TEXT SHOWN:
REVIEWING COMMERCIAL APPRAISALS is more difficult in distressed markets. In turbulent times, market participants are uncertain about the direction of the market, there are fewer sale and rental transactions, and historical market reference points are not meaningful. Often, the valuation can result in difficult and unpleasant financial consequences for the borrower and financial institution. So what should you look for when reading a commercial appraisal on collateral in a distressed market?

1 Is the analysis grounded in the current market, or stuck in the past?

* In a fast-moving and turbulent market, information becomes stale very quickly. The report should include and apply the most recent economic reports, supply and demand surveys, and capitalization rate studies.

* In order to stay current, the appraiser needs to have frequent discussions with real estate market participants (buyers, sellers, property managers, and real estate agents/brokers). The report should reference these interviews with market participants and analyze the most pertinent comments and how they impact the subject value.

* Appraisals are opinions based on historical data and anticipated performance. When market conditions shift, the significance of historical data is low. Without reference to the new market environment, the past sales, leases, and capitalization rates are no longer relevant. To balance stale historical data, look for the appraiser's use of trend analysis, interviews with market participants, downward adjustments to reflect declining market conditions, and comparable listing transactions.

SET EXERCISE A:
Decide whether each statement below agrees with the text on commercial appraisals. Answer yes or no, and quote the words of the text that decide it.
(i) In turbulent times, sale and rental transactions become more frequent.
(ii) To stay current, the appraiser needs frequent discussions with real estate market participants.
(iii) When market conditions shift, historical data keeps high significance.
SET EXERCISE B:
Answer these questions from the text on commercial appraisals.
(i) What three kinds of material should the report include and apply?
(ii) Which market participants does the text list?
(iii) On what are appraisals based, according to the text?
SET EXERCISE C:
Write the next part of the text on commercial appraisals, starting after its final sentence.

DATASET EXTRACT:
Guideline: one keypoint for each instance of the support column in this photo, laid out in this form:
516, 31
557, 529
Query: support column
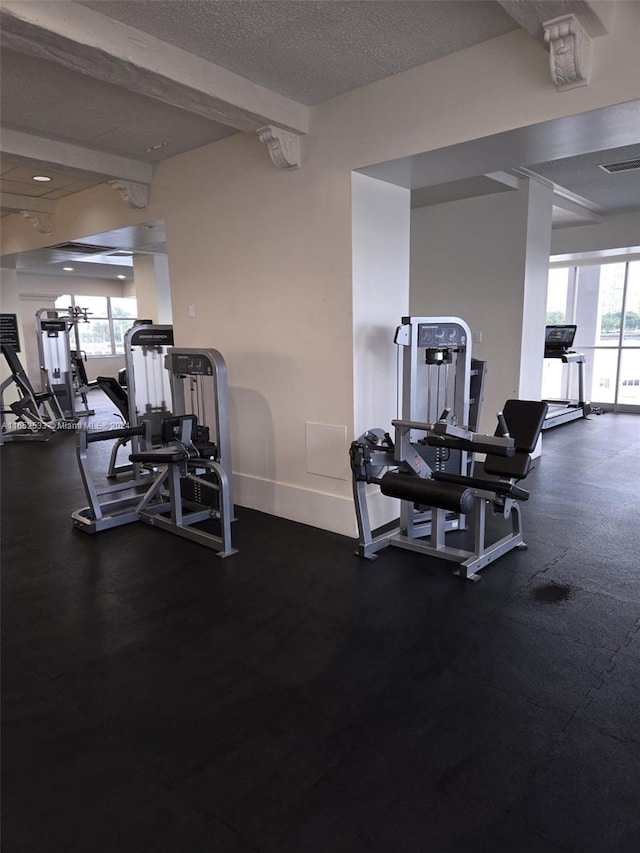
153, 290
381, 222
537, 247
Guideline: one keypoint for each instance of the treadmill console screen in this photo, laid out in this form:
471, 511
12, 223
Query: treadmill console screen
435, 335
559, 337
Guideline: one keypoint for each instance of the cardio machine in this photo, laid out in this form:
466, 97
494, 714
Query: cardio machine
558, 341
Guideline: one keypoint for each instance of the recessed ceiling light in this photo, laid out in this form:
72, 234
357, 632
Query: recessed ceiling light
155, 147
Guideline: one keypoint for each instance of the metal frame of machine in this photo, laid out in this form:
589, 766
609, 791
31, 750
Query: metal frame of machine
58, 370
187, 451
429, 464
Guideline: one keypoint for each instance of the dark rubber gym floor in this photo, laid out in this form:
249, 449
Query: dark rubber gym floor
294, 699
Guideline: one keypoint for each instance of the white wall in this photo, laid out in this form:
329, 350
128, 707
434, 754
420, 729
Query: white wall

EXERCISE RESULT A:
(i) No: "there are fewer sale and rental transactions"
(ii) Yes: "In order to stay current, the appraiser needs to have frequent discussions with real estate market participants"
(iii) No: "When market conditions shift, the significance of historical data is low."

EXERCISE RESULT B:
(i) The most recent economic reports, supply and demand surveys, and capitalization rate studies.
(ii) Buyers, sellers, property managers, and real estate agents/brokers.
(iii) Historical data and anticipated performance.

EXERCISE RESULT C:
2 Does the property analysis take a hard look at factors that create appeal and value?

* Properties exhibiting physical or functional inadequacies are less competitive and tend to suffer from accelerated or exaggerated declines when markets are weak or distressed. An inadequacy that may be overlooked by buyers/tenants in a strong market may become a major competitive disadvantage when supply exceeds demand.

* Check to make sure that required and preventive maintenance has not been deferred by cash-strapped owners/managers.

3 Does the report properly analyze the subject sales and listing history?

* Appraisers are required to analyze a three-year sales history for the subject. (Three years is a minimum, and appraisers can go back to any prior sale.) The sales history analysis should be tied to the market analysis and to the market conditions adjustment in the Sales Comparison Approach. For an income-producing property, the sales history analysis should comment on changes in income, occupancy, expenses, and capitalization rates.

* The listing history of the subject provides important perspective on market acceptance of the property. Has the property been offered for sale in the past three years? What is the history of pricing changes? Have offers been made? What factors have prevented the sale of the property? Answers to these questions can support-or undermine-the valuation.

4 Is the highest and best use analyzed in light of current market conditions?

* When market conditions change, highest and best use can change. The feasibility of proposed development must be tested using current market measures. Land value is unreliable if it's based on a proposed development plan that currently is not feasible. Some current property uses may have been implemented under more robust market conditions. In today's market, another use might make more sense. Highest and best use cannot be assumed; it must be proven and tested.

5 What can you learn from the Cost Approach?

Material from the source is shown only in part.